— begin Source extract —

Dr. Budde, in his _Religion of Israel to the Exile_, insists that the
Kenite god, Jehovah, demanded "The sacred ban by which conquered cities
with all their living beings were devoted to destruction, the slaughter of
human beings at sacred spots, animal sacrifices at which the entire
animal, wholly or half raw, was devoured, without leaving a remnant,
between sunset and sunrise,--these phenomena and many others of the same
kind harmonise but ill with an aspiring ethical religion."

He also goes on to say: "We are further referred to the legislation of
Moses, ... comprising civil and criminal, ceremonial and ecclesiastical,
moral and social law in varying compass. This legislation, however, cannot
have come from Moses.... Such legislation can only have arisen after
Israel had lived a long time in the new home."

To take these arguments in order,--for they must be so dealt with to
develop any reasonable theory of the Mosaic philosophy,--Moses, doubtless,
was a ruthless conqueror, as his dealings with Sihon and Og sufficiently
prove. "So the Lord our God delivered into our hands Og also, the king of
Bashan, and all his people: and we smote him until none was left to him
remaining....

— end Source extract —

Required actions
a: Which kinds of law does the passage on Mosaic legislation say that legislation comprised?
b: List each line of the records below that contains the word "dark", copying every such line in full.

— begin Data provided —

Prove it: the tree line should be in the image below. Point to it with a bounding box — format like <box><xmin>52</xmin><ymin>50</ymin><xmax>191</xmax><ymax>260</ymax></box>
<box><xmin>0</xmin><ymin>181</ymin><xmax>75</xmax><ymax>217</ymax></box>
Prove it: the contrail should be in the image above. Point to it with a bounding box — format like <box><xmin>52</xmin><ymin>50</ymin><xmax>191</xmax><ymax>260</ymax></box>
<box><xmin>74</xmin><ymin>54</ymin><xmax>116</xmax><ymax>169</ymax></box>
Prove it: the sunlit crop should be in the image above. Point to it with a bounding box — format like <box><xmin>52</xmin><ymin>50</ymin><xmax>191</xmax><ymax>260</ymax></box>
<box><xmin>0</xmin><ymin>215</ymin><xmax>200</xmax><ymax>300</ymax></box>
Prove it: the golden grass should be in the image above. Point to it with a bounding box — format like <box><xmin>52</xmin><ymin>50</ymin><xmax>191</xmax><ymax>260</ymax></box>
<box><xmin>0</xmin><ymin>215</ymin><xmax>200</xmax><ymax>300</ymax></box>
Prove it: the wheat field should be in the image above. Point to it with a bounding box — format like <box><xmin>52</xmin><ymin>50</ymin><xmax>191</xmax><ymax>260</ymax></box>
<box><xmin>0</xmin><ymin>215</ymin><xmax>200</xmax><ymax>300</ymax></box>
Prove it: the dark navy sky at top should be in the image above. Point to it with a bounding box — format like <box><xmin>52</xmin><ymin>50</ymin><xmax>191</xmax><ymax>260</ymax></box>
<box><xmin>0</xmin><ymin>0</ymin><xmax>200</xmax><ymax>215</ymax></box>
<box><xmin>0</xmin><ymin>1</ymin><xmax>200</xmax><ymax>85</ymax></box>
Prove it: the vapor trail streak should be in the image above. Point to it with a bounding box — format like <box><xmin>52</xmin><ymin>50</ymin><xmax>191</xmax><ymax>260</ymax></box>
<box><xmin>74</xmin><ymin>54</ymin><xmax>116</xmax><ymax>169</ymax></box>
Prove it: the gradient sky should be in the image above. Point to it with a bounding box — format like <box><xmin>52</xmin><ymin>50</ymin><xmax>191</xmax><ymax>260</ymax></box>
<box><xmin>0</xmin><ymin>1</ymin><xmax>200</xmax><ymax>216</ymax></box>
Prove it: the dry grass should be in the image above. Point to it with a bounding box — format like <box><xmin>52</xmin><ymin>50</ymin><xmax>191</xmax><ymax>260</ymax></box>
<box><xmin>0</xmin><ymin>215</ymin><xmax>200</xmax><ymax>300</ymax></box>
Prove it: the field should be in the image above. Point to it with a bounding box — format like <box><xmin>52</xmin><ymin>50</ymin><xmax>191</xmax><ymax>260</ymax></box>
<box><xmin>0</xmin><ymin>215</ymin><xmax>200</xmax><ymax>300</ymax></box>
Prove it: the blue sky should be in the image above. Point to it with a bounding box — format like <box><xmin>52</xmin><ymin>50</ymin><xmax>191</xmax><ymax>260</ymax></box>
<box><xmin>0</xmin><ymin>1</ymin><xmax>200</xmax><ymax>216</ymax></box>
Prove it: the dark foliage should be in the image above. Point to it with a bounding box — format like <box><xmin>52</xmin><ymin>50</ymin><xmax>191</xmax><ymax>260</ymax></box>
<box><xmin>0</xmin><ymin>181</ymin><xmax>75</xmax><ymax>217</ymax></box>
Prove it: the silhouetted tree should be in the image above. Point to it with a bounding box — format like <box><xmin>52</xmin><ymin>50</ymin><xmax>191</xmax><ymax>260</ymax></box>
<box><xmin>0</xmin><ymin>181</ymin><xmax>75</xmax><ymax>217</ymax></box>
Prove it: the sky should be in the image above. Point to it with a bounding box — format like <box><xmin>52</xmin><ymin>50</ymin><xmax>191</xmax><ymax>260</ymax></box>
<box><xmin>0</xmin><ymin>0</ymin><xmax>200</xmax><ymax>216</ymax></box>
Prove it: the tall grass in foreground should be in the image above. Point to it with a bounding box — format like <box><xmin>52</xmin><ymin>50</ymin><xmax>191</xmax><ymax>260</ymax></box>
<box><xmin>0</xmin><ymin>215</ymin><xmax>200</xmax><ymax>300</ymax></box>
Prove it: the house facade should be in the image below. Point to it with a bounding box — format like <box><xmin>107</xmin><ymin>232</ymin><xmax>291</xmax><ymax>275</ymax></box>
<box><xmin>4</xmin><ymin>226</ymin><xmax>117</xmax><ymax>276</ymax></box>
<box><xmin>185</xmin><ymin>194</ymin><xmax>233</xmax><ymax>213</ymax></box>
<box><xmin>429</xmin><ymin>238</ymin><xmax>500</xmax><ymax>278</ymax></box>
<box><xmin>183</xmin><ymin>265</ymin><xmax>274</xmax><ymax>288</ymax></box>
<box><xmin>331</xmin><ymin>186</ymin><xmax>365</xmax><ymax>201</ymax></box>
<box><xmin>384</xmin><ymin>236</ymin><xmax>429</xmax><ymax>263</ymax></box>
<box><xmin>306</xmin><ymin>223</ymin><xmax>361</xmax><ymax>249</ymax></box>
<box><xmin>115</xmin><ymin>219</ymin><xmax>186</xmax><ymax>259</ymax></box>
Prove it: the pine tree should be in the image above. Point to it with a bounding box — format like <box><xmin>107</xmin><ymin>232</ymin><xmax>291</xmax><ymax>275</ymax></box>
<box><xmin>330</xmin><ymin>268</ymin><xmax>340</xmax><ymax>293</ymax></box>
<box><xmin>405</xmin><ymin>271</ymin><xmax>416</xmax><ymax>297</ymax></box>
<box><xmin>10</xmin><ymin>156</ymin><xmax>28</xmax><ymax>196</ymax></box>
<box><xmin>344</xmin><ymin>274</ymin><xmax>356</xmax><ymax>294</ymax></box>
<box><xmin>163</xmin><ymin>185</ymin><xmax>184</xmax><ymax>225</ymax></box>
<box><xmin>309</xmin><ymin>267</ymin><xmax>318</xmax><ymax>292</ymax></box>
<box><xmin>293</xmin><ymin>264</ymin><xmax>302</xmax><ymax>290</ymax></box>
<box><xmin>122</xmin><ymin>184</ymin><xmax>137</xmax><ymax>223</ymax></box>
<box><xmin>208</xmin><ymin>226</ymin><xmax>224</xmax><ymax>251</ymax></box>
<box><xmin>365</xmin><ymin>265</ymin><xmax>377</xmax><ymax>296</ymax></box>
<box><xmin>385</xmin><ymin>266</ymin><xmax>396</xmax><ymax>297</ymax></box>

— end Data provided —

Answers by task
a: civil, criminal, ceremonial, ecclesiastical, moral, social

b:
Prove it: the dark navy sky at top should be in the image above. Point to it with a bounding box — format like <box><xmin>52</xmin><ymin>50</ymin><xmax>191</xmax><ymax>260</ymax></box>
Prove it: the dark foliage should be in the image above. Point to it with a bounding box — format like <box><xmin>52</xmin><ymin>50</ymin><xmax>191</xmax><ymax>260</ymax></box>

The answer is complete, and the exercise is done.